_Consignes de l'exercice:_
• a. D'après la chronique sur NUIT NOIRE, quel label a choisi cet artiste comme promoteur de son futur catalogue ?
• b. Reprenez la chronique sur NUIT NOIRE à partir de sa dernière phrase et prolongez-la.

Bien que ce soit principalement l'Italie qui se soit appropriée la scène techno industrielle, la France regorge également de son côté de quelques labels ou artistes spécialisés dans le genre. Au sein cette niche assez sélective, essaye de se faire une place Demian Records qui a choisi NUIT NOIRE comme promoteur de son futur catalogue, avec une volonté incontestable de vouloir privilégier la qualité plutôt que la quantité. Sans information aucune, l'artiste laisse donc entièrement place à sa musique qui semble être avec Dystopian Society les fondements à la fois du musicien et du label… qui sont peut-être une seule et même personne. Alors, est-ce que le parpaing est solide ?
La première piste surprend, dans le bon sens du terme. Alors que l'on s'attend à de la techno industrielle au caisson très présent, Ancient Workship Rituals prend un chemin plus primitif avec une excellente utilisation des percussions, légèrement appuyées par des basses subtiles mais néanmoins présentes. C'est réfléchi, travaillé, homogène et fluide. L'ambiance archaïque est très bien retranscrite et suggère un aspect tribal dans un environnement cyberpunk. NUIT NOIRE nous prépare lentement mais sûrement, à l'aide d'une subtile montée crescendo, vers ce que l'on attend tous : de grosses basses. Encore faut-il pour cela être équipé comme il se doit !
Sortez vos barres à mines et tapez en rythme sur vos bidons, ou prenez vos tonfas et martelez-les contre vos boucliers. Choisissez votre camp, mais soyez avertis que ça va faire mal. Entre grosses percussions lourdes et drones menaçants, Police Brutality est implacable dans son exécution. Ici, pas de fioritures mais juste une rythmique sobre et puissante avec quelques effets analogiques éparses mais plus que suffisants. Et encore, on ne parle là que l'introduction ! Vient une trêve silencieuse de quelques secondes, avant que deux coups de semonce viennent nous prévenir d'un assaut imminent. La tension est palpable et les percussions n'attendent que le signal pour pouvoir déferler de toutes leurs basses. Au troisième tir, c'est la guerre. Les drones foncent sur le front et envahissent le subwoofer qui sature, puis arrive juste derrière la lourde charge des kicks qui matraquent les enceintes et pulvérisent tout ce qui se trouve sur leur passage. On en ressort épuisé, brutalisé, broyé mais satisfait.

_Informations fournies:_
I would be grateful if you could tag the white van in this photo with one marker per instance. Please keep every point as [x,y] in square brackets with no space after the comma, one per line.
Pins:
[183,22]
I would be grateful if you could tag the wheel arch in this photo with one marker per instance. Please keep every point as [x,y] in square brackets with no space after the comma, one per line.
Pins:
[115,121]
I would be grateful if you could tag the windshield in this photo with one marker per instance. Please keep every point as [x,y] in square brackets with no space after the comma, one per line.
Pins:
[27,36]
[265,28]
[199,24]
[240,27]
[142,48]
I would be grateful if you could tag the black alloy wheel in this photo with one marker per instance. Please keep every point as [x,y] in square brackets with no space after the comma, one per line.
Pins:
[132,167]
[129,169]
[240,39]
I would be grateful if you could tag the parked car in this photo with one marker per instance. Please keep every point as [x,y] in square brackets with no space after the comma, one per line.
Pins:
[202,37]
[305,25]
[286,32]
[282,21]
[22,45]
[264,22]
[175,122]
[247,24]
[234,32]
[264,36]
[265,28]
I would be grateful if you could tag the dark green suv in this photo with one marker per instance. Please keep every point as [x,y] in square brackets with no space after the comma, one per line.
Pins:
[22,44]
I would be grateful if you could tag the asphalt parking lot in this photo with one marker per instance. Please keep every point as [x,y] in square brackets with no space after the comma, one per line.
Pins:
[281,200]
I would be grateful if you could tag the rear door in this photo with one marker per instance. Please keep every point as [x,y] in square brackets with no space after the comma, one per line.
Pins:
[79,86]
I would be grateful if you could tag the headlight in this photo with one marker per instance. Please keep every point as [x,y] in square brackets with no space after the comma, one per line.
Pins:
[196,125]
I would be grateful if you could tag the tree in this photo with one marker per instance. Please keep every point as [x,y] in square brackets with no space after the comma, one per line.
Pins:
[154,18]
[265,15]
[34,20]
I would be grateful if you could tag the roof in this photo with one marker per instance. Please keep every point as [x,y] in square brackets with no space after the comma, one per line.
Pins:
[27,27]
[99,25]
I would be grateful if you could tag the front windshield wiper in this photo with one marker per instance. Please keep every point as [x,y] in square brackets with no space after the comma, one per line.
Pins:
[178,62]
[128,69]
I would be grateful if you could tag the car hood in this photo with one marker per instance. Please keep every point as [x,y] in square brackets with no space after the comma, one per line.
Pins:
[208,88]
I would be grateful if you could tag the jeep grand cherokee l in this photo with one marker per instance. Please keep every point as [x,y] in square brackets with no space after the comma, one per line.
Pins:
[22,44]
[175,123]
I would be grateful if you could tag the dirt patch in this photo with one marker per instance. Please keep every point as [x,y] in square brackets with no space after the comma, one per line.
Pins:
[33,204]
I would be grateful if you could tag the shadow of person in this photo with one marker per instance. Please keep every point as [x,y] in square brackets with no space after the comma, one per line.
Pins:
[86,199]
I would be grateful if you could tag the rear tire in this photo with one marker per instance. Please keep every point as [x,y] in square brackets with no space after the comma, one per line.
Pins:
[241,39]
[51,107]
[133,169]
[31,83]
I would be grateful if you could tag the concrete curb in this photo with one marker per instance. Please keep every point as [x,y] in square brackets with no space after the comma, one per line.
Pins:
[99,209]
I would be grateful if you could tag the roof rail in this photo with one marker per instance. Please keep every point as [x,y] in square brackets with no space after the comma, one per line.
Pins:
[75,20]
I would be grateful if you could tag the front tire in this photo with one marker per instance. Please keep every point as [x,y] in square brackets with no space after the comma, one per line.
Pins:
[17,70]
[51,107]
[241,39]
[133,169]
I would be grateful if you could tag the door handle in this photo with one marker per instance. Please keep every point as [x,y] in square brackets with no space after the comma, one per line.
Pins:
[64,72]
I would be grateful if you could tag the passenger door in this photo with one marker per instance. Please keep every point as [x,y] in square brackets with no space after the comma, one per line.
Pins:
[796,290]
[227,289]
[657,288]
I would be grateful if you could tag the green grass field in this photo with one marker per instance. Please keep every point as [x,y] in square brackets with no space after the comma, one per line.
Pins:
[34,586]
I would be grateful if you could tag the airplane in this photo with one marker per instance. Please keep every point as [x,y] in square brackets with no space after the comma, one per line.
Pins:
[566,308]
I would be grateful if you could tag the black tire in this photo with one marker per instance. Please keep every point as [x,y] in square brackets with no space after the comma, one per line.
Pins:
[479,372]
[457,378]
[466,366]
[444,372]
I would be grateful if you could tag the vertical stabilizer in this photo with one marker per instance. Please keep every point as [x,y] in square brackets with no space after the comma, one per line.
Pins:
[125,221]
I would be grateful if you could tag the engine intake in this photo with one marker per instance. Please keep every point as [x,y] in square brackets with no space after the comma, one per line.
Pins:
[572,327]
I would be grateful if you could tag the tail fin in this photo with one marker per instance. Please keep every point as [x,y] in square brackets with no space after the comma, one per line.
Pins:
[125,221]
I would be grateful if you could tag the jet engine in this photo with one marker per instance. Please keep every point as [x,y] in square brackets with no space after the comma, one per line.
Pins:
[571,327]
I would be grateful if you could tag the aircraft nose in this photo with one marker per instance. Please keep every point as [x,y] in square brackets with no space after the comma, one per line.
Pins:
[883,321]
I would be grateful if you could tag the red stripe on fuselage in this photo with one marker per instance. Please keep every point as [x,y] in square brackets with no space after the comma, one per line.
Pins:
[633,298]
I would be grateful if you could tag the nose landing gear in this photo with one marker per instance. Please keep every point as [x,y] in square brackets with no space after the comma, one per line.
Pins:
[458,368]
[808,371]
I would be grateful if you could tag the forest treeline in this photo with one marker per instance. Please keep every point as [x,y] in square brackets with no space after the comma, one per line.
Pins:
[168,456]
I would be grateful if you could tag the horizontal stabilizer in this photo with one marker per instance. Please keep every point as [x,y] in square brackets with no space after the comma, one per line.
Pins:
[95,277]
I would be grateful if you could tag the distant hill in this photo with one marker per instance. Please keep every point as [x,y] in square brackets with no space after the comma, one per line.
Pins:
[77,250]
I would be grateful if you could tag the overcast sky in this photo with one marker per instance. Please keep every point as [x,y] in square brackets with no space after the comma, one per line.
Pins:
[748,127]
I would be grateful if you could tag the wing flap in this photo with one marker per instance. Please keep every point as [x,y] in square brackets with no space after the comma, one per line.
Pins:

_Liste des réponses:_
• a. Demian Records.

• b.
Pas question de se reposer. Parce que NUIT NOIRE va encore plus loin dans la brutalité, d'ailleurs le caisson se fait la malle sous le son de la ligne de basse. Les percussions d'Awake My Judgement sont encore plus massives et profondes. La piste B1 se laisse désirer, le début est lent, nonchalant, alangui. Le camp qui s'est fait détruire par la charge précédente reprend son souffle et prépare sa riposte. D'un coup les bpm s'accélèrent et c'est tout le dancefloor qui se révolte. C'est la cohue sur le champ de bataille où des effets de soupape, d'éléments mécaniques et autres sonorités industrielles viennent s'incruster sans prévenir, d'abord en rythme, puis progressivement étoffés jusqu'à prendre le dessus en vous soufflant un subtil "dance". Distribuer des parpaings, oui mais en rythme s'il vous plaît !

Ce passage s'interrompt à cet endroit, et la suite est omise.